Can you repeat the items below word for word, from the line containing "Exercise. Find the pedestrian" through the end of the items, leaving the pictures out?

○ ○ ○ ○ ○

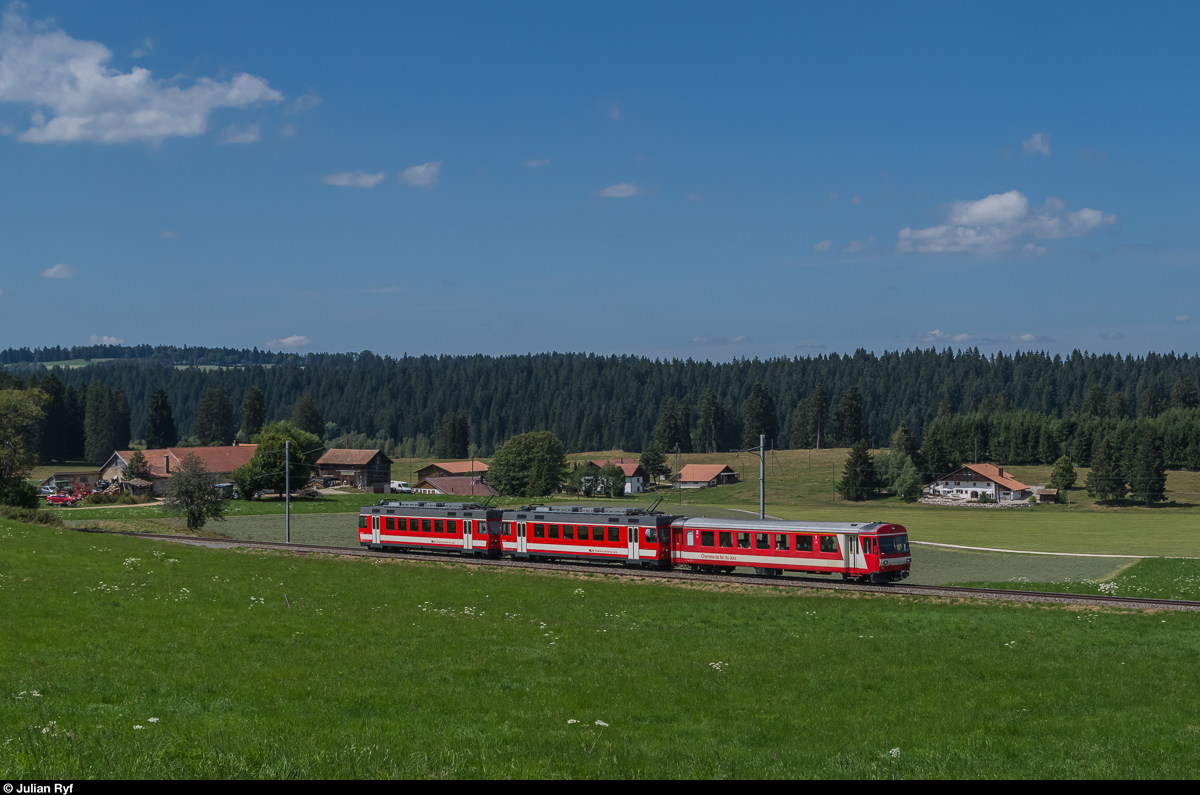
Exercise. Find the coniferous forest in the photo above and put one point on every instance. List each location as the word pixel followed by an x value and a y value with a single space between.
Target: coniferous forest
pixel 1026 407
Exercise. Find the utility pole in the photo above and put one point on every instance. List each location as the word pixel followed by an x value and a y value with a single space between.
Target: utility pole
pixel 287 491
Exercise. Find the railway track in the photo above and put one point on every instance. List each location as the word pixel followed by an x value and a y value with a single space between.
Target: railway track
pixel 731 579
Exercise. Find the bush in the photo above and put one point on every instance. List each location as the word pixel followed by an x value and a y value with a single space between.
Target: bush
pixel 31 515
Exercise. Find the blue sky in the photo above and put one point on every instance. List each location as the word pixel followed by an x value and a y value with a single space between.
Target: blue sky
pixel 706 180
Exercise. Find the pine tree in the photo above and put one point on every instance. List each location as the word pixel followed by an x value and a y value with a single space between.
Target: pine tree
pixel 451 440
pixel 253 413
pixel 1147 473
pixel 760 417
pixel 851 425
pixel 1104 479
pixel 160 423
pixel 307 417
pixel 858 473
pixel 1063 474
pixel 214 418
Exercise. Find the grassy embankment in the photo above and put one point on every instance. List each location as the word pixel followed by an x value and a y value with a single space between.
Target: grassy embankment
pixel 438 670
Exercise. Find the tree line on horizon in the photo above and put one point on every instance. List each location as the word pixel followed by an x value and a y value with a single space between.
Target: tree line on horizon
pixel 1018 408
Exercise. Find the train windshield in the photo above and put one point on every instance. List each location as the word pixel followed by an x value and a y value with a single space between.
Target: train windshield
pixel 892 544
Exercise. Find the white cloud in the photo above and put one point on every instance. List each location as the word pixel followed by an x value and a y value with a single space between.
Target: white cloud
pixel 235 135
pixel 75 96
pixel 294 341
pixel 855 246
pixel 353 179
pixel 621 190
pixel 1039 144
pixel 424 175
pixel 61 270
pixel 995 222
pixel 304 102
pixel 742 339
pixel 145 49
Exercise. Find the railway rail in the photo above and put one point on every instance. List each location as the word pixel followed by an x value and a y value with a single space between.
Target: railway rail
pixel 730 579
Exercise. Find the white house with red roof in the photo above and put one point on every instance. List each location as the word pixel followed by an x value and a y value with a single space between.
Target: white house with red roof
pixel 220 461
pixel 635 476
pixel 972 480
pixel 702 476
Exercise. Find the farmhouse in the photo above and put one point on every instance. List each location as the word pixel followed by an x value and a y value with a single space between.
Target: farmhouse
pixel 352 467
pixel 466 486
pixel 635 476
pixel 971 480
pixel 220 461
pixel 702 476
pixel 450 468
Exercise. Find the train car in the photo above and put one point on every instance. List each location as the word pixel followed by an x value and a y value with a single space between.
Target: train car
pixel 873 551
pixel 629 536
pixel 461 527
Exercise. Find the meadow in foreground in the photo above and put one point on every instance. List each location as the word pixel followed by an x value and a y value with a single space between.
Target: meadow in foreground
pixel 133 658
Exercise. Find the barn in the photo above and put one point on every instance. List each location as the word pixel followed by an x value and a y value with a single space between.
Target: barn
pixel 352 467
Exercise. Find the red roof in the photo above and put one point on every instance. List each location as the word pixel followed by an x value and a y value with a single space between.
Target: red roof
pixel 216 459
pixel 459 467
pixel 629 466
pixel 462 486
pixel 993 473
pixel 347 456
pixel 702 472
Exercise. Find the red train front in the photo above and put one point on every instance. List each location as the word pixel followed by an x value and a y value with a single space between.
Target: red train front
pixel 870 551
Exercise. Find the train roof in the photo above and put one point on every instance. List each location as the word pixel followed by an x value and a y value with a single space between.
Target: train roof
pixel 783 525
pixel 582 514
pixel 430 507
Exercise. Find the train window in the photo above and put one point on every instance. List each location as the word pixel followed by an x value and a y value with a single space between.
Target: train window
pixel 889 544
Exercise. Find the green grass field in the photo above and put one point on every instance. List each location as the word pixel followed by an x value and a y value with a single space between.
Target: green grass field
pixel 131 658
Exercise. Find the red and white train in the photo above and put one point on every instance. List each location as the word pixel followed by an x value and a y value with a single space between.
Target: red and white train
pixel 870 551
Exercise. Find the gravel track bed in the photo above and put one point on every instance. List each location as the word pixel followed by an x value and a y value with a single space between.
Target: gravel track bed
pixel 729 579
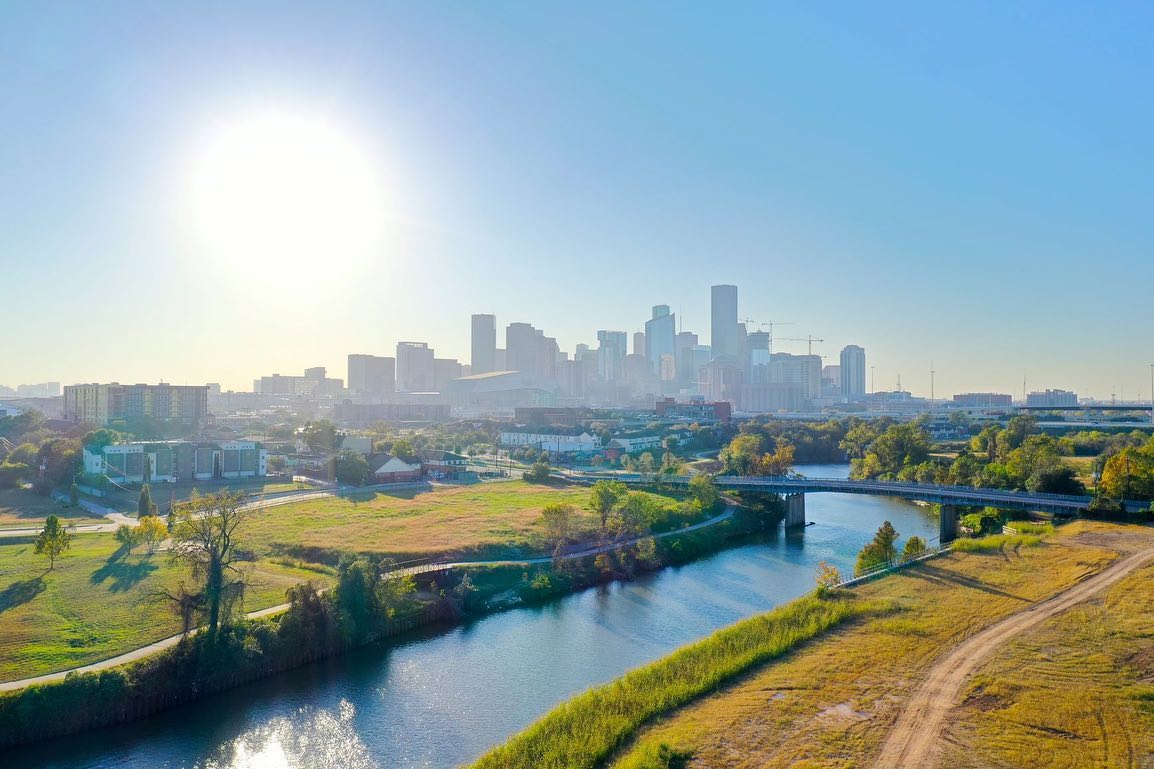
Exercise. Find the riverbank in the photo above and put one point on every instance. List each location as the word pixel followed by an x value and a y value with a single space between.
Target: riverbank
pixel 192 670
pixel 833 700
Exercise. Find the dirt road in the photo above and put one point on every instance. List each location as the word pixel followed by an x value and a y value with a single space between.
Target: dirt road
pixel 916 733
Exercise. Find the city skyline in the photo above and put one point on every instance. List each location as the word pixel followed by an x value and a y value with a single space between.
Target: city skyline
pixel 926 192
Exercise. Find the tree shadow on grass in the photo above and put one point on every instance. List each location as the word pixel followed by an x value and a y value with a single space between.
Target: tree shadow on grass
pixel 124 573
pixel 941 576
pixel 20 592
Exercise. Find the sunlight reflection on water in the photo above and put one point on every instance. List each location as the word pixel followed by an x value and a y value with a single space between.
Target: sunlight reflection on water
pixel 321 739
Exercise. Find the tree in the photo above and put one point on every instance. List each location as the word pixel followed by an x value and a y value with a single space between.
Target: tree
pixel 404 450
pixel 53 540
pixel 914 547
pixel 704 491
pixel 128 536
pixel 351 468
pixel 557 521
pixel 204 536
pixel 144 505
pixel 879 551
pixel 605 494
pixel 827 576
pixel 151 532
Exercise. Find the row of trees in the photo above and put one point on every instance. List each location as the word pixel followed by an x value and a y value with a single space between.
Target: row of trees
pixel 1016 456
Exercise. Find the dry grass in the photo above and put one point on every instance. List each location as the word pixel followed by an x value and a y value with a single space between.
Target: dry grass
pixel 96 603
pixel 21 508
pixel 833 703
pixel 501 517
pixel 1076 692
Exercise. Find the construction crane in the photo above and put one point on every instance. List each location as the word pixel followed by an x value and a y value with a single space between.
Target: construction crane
pixel 809 340
pixel 767 325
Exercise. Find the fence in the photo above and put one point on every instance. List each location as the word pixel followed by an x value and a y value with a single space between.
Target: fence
pixel 892 566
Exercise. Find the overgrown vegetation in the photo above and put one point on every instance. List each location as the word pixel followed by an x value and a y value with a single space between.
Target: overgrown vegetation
pixel 586 730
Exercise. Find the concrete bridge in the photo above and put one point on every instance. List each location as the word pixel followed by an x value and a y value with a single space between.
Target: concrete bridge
pixel 950 498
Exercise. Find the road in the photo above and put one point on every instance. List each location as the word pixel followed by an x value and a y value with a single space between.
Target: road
pixel 918 732
pixel 173 640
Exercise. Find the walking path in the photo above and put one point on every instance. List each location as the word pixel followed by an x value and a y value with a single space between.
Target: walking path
pixel 918 731
pixel 171 641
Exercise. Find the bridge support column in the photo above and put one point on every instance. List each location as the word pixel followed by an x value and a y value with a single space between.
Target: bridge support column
pixel 948 528
pixel 795 510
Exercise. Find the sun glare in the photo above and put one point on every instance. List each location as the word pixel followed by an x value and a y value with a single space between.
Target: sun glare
pixel 280 196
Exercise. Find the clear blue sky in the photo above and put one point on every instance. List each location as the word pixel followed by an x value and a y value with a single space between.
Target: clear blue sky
pixel 965 183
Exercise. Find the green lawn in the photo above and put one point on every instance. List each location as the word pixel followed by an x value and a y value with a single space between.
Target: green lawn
pixel 500 517
pixel 96 603
pixel 21 508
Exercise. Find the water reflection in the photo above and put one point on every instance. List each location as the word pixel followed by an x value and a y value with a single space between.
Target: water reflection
pixel 446 695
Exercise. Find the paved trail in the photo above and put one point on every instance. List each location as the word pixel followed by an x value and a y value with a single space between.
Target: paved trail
pixel 173 640
pixel 918 731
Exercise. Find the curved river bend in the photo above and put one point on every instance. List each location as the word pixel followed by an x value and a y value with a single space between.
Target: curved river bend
pixel 441 699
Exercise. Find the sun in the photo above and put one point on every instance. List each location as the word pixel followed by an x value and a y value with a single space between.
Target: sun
pixel 279 195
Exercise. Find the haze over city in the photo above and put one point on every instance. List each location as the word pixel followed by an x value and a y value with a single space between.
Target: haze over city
pixel 964 188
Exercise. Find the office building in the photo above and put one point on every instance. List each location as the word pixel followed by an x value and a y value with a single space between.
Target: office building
pixel 983 400
pixel 853 372
pixel 103 404
pixel 372 376
pixel 484 344
pixel 661 343
pixel 1053 398
pixel 314 383
pixel 724 321
pixel 414 367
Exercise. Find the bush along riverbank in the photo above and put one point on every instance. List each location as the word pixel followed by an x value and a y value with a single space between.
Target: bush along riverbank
pixel 585 731
pixel 361 609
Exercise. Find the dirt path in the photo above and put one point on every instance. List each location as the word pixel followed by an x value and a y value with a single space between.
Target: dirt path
pixel 916 734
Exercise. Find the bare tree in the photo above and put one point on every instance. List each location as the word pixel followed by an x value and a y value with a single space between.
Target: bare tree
pixel 204 538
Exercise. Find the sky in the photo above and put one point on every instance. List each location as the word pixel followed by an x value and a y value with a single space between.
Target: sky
pixel 959 185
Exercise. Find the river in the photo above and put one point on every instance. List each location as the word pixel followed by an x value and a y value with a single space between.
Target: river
pixel 442 697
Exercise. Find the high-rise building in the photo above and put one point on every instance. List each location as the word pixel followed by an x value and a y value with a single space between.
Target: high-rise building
pixel 724 321
pixel 485 344
pixel 853 372
pixel 106 403
pixel 373 376
pixel 661 342
pixel 611 356
pixel 414 367
pixel 638 343
pixel 529 350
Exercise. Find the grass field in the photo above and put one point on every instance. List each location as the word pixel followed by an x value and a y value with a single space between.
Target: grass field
pixel 500 519
pixel 1078 691
pixel 20 508
pixel 832 702
pixel 95 603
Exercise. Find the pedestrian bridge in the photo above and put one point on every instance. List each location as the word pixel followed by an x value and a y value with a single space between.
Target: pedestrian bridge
pixel 795 487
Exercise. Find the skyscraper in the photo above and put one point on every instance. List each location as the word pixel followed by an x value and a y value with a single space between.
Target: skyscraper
pixel 853 372
pixel 724 321
pixel 414 367
pixel 372 375
pixel 661 341
pixel 485 344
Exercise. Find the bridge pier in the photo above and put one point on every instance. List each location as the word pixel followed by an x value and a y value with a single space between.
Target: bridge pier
pixel 795 510
pixel 948 527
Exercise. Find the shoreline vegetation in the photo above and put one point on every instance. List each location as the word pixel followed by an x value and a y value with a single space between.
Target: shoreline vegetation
pixel 830 687
pixel 360 609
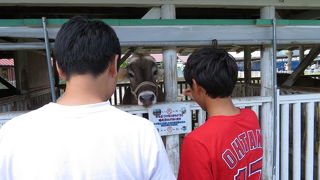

○ ○ ○ ○ ○

» FINISHED TASK
Exercise. Find the pedestrian bridge in the photo above and put one point on every instance. List each location as the word pixel followed by an x value and a y value with a single space between.
Target: pedestrian bridge
pixel 795 487
Exercise. Find the skyscraper in the photo above and put one point on every instance. List each location as the word pixel followed by an x value and a y value with a single space between.
Target: skyscraper
pixel 853 372
pixel 724 321
pixel 414 367
pixel 372 375
pixel 661 341
pixel 485 344
Exercise. Find the bridge pier in the photo above and put one point on every instance. List each location as the word pixel followed by an x value and a y value with a single space between.
Target: bridge pier
pixel 795 510
pixel 948 527
Exercise. Find the shoreline vegetation in the photo above and put one point on every instance. List each location as the word pixel followed by an x value and a y value with a single space between.
Target: shoreline vegetation
pixel 830 687
pixel 360 609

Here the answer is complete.